[Records from an annotation dataset]
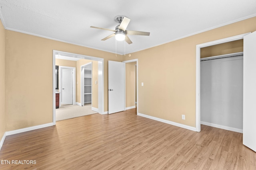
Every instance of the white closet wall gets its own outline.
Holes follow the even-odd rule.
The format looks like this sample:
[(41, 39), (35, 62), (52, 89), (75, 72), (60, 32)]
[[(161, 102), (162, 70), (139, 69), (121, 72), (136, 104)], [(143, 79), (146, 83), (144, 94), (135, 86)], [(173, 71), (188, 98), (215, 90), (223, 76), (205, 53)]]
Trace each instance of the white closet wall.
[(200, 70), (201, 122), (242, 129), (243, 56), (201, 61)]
---
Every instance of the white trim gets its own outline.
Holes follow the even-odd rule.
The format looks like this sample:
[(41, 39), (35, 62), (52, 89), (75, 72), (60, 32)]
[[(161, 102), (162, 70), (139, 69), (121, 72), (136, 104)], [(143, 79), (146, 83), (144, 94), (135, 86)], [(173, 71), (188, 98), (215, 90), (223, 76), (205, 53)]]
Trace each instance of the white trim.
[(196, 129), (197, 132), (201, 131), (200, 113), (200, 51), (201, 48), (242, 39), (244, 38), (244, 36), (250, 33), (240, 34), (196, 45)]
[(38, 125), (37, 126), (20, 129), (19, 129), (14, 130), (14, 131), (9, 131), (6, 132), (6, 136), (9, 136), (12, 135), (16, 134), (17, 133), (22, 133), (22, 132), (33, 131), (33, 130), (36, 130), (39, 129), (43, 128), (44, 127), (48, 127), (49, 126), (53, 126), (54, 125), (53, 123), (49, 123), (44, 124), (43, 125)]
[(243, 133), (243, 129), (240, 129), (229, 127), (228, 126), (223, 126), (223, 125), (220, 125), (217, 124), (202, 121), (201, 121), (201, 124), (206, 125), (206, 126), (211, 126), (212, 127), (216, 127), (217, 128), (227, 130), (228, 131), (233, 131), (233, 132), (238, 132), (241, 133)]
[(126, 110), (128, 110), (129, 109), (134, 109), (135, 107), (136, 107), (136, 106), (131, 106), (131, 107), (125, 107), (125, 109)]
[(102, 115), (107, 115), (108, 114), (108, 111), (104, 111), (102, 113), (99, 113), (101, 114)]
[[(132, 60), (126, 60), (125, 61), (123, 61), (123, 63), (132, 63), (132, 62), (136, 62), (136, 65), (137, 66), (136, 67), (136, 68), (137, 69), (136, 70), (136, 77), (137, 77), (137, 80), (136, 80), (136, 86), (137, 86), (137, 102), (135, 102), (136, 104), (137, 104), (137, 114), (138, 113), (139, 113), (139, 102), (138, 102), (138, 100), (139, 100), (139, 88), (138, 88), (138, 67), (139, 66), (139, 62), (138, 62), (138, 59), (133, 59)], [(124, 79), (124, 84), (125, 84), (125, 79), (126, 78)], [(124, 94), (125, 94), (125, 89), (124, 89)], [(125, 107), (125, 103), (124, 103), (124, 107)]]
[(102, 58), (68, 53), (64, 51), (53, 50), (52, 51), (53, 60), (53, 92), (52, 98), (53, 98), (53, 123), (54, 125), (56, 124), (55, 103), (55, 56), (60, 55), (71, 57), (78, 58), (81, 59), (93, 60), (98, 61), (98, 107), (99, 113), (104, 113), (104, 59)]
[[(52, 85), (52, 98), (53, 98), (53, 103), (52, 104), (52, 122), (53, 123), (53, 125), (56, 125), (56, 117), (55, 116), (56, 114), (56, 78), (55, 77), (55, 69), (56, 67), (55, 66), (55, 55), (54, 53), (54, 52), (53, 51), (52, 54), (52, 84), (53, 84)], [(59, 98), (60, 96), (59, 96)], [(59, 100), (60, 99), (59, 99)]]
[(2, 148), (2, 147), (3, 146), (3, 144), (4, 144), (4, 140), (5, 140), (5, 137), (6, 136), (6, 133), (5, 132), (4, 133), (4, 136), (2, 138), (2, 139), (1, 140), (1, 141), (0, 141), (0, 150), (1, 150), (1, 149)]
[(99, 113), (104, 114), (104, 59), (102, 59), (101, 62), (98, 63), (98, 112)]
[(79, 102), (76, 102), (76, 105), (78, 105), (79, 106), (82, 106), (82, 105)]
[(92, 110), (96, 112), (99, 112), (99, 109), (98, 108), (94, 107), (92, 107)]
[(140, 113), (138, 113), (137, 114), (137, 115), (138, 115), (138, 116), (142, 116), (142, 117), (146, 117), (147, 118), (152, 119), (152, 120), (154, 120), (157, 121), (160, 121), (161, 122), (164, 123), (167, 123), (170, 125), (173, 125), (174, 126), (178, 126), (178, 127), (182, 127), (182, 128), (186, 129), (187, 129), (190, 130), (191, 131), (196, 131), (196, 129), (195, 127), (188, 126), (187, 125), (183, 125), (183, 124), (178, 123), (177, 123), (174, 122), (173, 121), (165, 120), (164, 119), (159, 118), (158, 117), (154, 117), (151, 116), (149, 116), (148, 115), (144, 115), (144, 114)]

> [What needs to be done]: Copy out the lines from the one containing "Every instance of the white trim" through the one containing "34), (196, 45)]", both included.

> [Solution for this task]:
Every instance of the white trim gets its own outline.
Holes follow the even-odd rule.
The format looks like this sample:
[(41, 39), (35, 62), (52, 89), (75, 72), (60, 32)]
[[(161, 102), (162, 70), (139, 69), (121, 72), (136, 104)], [(143, 79), (146, 83), (144, 94), (135, 86)], [(173, 71), (188, 98), (215, 90), (223, 76), (205, 53)]]
Trace each instance of the white trim.
[(196, 129), (197, 132), (201, 131), (200, 113), (200, 51), (201, 48), (242, 39), (244, 38), (244, 36), (250, 33), (240, 34), (196, 45)]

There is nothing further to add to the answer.